Source data:
= = =
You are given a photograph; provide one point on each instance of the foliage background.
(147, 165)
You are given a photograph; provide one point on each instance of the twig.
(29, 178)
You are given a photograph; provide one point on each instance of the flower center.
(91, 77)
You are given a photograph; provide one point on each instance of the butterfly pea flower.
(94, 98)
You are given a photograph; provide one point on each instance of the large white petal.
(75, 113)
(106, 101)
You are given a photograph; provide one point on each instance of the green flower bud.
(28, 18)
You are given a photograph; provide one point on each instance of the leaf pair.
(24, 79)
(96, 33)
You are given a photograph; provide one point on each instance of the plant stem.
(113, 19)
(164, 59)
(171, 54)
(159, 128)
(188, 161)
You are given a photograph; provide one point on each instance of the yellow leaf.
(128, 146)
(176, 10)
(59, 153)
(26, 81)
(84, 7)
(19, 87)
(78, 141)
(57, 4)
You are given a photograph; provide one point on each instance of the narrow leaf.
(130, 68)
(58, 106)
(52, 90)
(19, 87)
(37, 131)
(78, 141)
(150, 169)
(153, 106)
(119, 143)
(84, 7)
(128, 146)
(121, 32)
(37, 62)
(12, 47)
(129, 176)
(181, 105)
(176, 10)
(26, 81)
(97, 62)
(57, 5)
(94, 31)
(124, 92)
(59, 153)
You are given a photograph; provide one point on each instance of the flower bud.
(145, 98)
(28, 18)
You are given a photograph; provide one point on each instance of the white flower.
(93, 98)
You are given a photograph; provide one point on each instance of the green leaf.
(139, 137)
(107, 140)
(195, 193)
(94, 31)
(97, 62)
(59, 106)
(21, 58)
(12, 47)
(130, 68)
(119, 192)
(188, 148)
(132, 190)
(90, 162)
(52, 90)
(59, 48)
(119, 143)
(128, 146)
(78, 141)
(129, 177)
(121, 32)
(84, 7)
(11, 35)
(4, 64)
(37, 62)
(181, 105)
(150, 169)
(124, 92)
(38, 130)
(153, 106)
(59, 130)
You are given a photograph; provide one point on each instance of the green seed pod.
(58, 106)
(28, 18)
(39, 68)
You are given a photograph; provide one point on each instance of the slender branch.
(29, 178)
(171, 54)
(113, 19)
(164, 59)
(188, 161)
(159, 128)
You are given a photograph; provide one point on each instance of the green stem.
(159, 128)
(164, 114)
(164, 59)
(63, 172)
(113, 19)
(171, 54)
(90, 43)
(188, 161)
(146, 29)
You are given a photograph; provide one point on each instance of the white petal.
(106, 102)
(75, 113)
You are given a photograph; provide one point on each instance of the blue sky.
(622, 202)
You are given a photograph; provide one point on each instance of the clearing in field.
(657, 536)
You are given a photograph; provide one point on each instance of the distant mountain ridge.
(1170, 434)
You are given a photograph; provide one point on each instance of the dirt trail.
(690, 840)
= = =
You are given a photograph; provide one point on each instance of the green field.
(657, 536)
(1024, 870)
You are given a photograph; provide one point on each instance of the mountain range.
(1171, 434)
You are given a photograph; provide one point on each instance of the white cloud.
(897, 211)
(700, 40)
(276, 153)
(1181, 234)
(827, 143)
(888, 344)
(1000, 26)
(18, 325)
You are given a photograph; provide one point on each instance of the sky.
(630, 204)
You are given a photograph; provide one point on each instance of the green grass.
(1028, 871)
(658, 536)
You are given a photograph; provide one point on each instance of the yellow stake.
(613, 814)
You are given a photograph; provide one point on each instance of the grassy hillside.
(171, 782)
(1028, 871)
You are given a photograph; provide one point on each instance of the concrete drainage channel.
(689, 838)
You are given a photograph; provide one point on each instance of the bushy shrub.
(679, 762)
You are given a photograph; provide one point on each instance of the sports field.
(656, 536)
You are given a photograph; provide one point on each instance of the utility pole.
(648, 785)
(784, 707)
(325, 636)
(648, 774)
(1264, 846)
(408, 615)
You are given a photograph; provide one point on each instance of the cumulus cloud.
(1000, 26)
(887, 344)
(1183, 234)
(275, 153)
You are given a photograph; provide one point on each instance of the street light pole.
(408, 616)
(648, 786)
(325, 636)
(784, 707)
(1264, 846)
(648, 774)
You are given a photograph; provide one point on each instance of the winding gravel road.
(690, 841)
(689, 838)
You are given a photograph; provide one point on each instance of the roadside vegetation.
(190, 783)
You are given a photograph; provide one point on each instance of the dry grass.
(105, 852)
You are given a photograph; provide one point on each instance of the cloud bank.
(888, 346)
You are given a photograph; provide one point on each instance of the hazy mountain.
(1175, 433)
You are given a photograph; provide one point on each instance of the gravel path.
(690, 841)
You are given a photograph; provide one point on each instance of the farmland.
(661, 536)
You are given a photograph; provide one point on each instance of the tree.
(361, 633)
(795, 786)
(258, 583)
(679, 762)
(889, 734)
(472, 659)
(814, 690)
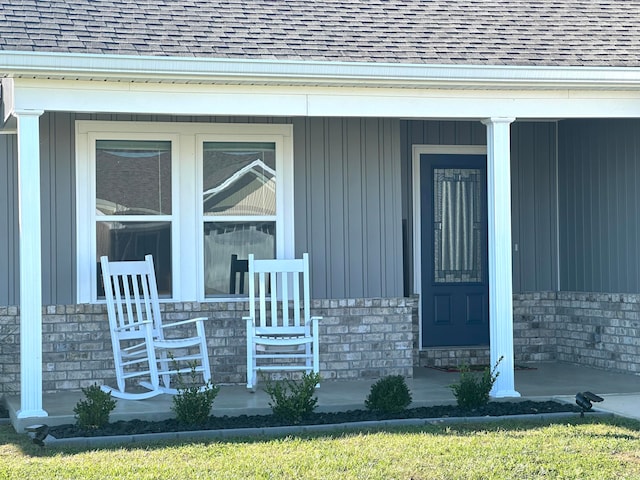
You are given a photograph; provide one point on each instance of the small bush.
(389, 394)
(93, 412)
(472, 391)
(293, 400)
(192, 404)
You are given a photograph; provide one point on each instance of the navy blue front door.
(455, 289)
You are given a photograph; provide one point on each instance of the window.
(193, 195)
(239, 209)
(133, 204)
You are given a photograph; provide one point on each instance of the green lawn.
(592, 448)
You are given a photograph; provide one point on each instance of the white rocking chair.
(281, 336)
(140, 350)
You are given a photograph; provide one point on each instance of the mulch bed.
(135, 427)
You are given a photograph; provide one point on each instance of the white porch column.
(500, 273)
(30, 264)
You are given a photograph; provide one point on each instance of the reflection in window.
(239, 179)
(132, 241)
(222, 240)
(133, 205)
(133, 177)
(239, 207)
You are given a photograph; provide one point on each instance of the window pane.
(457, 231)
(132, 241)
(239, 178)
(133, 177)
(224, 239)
= = =
Your task:
Please report every line in the data above that contains the string "flower", copying each such line in full.

Response to this task:
You are given a photograph; provide one point on each instance of the flower center.
You are given a photograph; provide one point on each instance of the butterfly pea flower.
You are given a photograph; provide one point on each instance of the green flower bud.
You are given a photograph; provide one point on each instance of the flower bud.
You are given a photograph; provide one point on each instance of the white flower.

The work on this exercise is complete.